The King's Speech Language and Communication Quotes

How we cite our quotes: All quotations are from The King's Speech.

Quote #1

BERTIE: My physicians say it's good for stuttering, relaxes the throat.

Bertie tends to smoke when he gets nervous about speaking because his physicians have told him that it relaxes his throat. This was actually a common medical opinion in the 30s, but Lionel Logue has no trouble seeing that the physicians are idiots.

Quote #2

BERTIE: Because I bloody well stammer!

When he first meets Logue, Bertie is understandably short-tempered. After all, he is the most powerful man in the world and he can barely say a word to this mere common man.

Quote #3

LOGUE: Do you stutter when you think?

Logue's first order of business is to convince Bertie that his stuttering is a psychological problem and not a physiological one. He makes this first point by reminding Bertie that there's no stuttering when Bertie thinks or mutters to himself. That means there's something wrong with his ability to speak to other people.

§ RECORD EXCERPTS:

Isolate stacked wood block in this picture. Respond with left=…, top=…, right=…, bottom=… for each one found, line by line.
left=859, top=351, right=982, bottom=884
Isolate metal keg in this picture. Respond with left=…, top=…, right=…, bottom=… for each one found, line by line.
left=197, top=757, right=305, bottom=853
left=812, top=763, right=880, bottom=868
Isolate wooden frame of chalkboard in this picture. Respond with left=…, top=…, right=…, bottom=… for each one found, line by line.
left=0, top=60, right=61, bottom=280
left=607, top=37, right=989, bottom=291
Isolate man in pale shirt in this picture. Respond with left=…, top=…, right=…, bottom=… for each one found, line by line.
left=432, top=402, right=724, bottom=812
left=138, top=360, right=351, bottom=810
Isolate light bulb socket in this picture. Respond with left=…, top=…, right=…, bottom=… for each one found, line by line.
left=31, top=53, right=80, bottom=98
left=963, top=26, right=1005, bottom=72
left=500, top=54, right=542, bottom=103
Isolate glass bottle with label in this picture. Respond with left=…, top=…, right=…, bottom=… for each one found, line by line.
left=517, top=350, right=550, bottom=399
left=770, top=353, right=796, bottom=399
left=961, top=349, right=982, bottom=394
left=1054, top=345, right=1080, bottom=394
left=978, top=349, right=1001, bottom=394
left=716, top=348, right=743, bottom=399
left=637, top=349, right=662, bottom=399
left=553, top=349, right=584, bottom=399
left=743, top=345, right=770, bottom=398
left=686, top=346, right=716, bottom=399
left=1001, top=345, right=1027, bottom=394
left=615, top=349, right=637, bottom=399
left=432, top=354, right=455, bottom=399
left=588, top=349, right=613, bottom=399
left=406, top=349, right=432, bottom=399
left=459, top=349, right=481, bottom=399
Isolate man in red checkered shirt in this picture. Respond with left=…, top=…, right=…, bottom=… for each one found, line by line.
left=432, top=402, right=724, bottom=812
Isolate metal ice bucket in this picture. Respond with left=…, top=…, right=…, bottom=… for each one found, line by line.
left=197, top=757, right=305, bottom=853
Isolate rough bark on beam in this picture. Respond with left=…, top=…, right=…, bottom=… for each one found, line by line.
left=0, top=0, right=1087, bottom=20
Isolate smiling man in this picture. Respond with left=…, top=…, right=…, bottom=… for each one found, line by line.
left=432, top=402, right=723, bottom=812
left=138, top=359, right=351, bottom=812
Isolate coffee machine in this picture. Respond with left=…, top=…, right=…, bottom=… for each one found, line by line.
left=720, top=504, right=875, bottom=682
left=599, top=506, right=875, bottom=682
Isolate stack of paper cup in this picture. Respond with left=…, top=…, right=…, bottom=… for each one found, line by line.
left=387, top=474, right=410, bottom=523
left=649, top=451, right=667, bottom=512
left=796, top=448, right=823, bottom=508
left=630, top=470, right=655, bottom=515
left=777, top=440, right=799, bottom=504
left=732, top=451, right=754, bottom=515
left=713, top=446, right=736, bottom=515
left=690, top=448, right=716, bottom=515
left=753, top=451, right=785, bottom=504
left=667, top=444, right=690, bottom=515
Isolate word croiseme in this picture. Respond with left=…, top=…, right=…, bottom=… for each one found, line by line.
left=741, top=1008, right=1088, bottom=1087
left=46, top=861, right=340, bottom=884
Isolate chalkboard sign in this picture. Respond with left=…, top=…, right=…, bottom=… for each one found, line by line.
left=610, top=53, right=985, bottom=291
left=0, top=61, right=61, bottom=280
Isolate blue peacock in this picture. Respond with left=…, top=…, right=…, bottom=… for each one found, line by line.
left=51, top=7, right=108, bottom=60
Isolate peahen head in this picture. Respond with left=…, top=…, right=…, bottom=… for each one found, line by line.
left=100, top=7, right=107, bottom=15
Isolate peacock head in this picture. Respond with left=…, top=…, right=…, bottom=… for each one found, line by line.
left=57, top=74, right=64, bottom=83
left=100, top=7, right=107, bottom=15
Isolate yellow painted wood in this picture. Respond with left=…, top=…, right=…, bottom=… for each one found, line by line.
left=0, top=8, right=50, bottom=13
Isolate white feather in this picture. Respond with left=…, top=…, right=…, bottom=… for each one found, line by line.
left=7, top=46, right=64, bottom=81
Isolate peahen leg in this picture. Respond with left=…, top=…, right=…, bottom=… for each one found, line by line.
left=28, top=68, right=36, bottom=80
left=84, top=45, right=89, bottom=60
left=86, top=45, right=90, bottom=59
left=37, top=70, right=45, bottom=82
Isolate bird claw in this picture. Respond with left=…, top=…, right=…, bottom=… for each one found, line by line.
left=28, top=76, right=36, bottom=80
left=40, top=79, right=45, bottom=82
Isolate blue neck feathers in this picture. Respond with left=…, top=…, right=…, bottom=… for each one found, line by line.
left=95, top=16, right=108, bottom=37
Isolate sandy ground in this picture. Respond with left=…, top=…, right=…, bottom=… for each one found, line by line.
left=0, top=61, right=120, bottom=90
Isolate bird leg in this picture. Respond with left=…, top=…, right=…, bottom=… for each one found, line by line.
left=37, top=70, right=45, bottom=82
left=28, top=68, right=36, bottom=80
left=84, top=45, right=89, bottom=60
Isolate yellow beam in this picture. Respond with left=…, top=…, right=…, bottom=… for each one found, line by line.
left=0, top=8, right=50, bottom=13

--

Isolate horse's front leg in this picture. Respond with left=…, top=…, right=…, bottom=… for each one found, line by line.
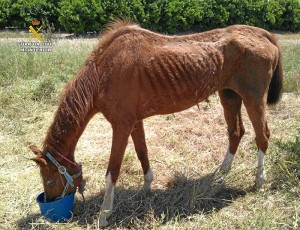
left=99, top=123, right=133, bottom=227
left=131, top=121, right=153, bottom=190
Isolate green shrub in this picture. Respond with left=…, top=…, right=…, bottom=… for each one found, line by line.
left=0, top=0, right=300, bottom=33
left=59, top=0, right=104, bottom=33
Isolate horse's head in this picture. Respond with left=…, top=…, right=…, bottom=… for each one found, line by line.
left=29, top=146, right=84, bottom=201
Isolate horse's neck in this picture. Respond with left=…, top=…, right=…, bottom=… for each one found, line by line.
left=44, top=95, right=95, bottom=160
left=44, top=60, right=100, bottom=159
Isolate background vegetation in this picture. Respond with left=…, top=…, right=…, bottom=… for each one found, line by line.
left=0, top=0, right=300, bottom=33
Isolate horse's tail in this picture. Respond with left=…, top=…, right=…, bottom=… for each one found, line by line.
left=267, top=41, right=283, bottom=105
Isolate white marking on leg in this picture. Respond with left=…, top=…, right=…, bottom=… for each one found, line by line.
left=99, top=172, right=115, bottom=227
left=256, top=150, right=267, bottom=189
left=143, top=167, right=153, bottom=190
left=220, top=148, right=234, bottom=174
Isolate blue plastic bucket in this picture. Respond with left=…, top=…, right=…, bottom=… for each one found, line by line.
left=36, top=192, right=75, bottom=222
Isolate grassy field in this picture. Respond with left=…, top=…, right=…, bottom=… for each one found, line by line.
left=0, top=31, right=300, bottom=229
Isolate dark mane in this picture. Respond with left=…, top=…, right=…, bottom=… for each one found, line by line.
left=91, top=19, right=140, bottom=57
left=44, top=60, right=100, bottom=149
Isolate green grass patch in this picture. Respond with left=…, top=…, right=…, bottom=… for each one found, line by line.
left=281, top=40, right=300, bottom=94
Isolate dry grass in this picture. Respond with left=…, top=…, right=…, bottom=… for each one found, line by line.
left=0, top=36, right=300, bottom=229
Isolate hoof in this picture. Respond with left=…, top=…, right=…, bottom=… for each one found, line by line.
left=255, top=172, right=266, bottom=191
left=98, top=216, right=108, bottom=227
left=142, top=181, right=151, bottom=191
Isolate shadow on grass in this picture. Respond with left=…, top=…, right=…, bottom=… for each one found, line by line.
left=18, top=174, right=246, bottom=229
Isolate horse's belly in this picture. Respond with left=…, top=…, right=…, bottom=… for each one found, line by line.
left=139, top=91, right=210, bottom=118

§ REQUIRED WORK:
(a) Using the quotes page, decide whether each statement agrees with it: (i) Bertie's physicians told him smoking relaxes his throat; (ii) Logue points out that Bertie stutters even when he thinks; (iii) Logue treats the stuttering as a physiological problem. Answer yes or no for each and quote the words that decide it.
(b) Transcribe the quotes page, starting at "The King's Speech Language" and ending at "relaxes the throat.".

§ ANSWERS PER TASK:
(a)
(i) Yes: "his physicians have told him that it relaxes his throat"
(ii) No: "there's no stuttering when Bertie thinks or mutters to himself"
(iii) No: "his stuttering is a psychological problem and not a physiological one"

(b)
The King's Speech Language and Communication Quotes

How we cite our quotes: All quotations are from The King's Speech.

Quote #1

BERTIE: My physicians say it's good for stuttering, relaxes the throat.